- PROBLEMAS A RESOLVER -
1 > Imprime todo el texto sobre la Junta Nacional de Justicia desde "1.- Los desafíos" hasta "entre los candidatos.".
2 > En una a tres oraciones, explica por qué el texto sobre la Junta Nacional de Justicia afirma que este organismo cumple una función decisiva en una genuina democracia.

- TEXTO DE PÁGINA -

.....

1.- Los desafíos de la vida pública y la educación ética.
Lo sucedido en las últimas semanas con las evaluaciones de los candidatos a la Junta Nacional de Justicia nos lleva a preguntarnos acerca de los estándares de conocimiento y probidad que debemos exigir en los futuros miembros de una institución crucial para el desarrollo del país. Este organismo autónomo cumple una función decisiva en una genuina democracia; elegir, ratificar y destituir a los jueces y fiscales del Perú. Por diversos motivos, ningún candidato ha logrado ganar una plaza. Necesitamos funcionarios públicos honestos, juiciosos y con una incuestionable vocación de independencia en el ejercicio de su labor. Sin embargo, resulta problemático reconocer qué condiciones deberían observarse para garantizar tales cualidades y saberes entre los candidatos.

.....

- LISTADO -
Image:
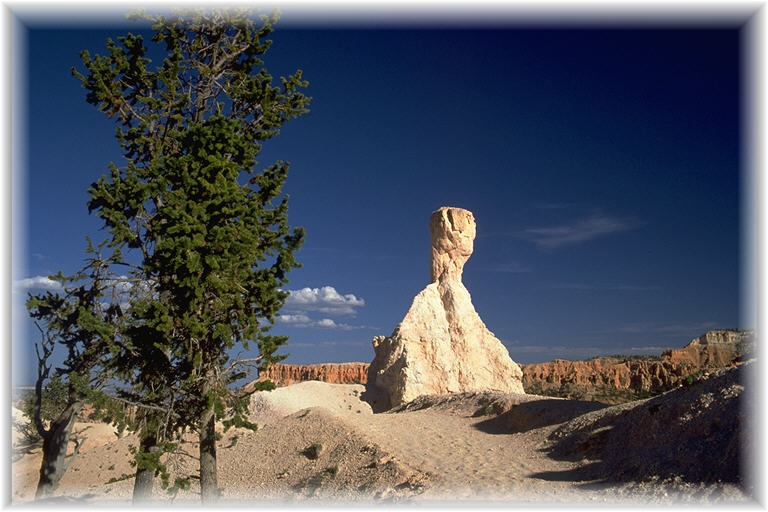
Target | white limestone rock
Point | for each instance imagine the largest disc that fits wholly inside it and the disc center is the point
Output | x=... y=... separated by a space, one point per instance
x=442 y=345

.....

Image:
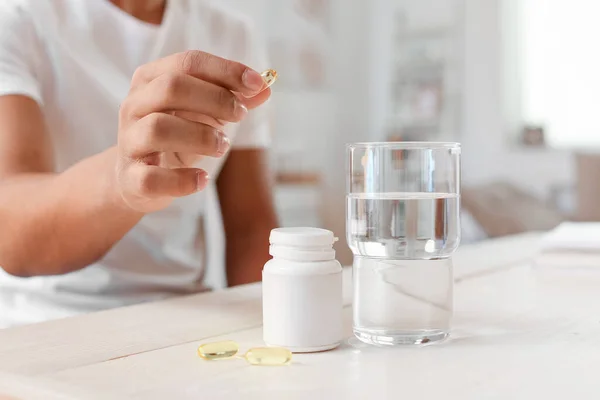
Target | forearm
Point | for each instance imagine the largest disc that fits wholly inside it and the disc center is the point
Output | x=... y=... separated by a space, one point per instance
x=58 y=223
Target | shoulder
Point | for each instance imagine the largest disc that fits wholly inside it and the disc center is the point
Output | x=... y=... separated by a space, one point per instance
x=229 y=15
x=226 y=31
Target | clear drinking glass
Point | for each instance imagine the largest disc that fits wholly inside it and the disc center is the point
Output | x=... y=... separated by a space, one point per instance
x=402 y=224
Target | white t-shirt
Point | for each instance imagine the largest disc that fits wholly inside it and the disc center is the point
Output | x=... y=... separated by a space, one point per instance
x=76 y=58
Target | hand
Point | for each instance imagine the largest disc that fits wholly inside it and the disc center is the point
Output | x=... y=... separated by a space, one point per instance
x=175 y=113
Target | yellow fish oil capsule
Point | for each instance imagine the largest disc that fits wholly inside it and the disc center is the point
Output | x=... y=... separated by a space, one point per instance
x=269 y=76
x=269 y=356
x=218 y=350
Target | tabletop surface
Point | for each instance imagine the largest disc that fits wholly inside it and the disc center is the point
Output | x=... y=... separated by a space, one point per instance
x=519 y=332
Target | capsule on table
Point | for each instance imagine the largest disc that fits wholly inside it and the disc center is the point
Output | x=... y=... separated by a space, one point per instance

.....

- RESULTADOS ESPERADOS -
1 >
1.- Los desafíos de la vida pública y la educación ética.
Lo sucedido en las últimas semanas con las evaluaciones de los candidatos a la Junta Nacional de Justicia nos lleva a preguntarnos acerca de los estándares de conocimiento y probidad que debemos exigir en los futuros miembros de una institución crucial para el desarrollo del país. Este organismo autónomo cumple una función decisiva en una genuina democracia; elegir, ratificar y destituir a los jueces y fiscales del Perú. Por diversos motivos, ningún candidato ha logrado ganar una plaza. Necesitamos funcionarios públicos honestos, juiciosos y con una incuestionable vocación de independencia en el ejercicio de su labor. Sin embargo, resulta problemático reconocer qué condiciones deberían observarse para garantizar tales cualidades y saberes entre los candidatos.

2 > Porque a este organismo autónomo le corresponde elegir, ratificar y destituir a los jueces y fiscales del Perú.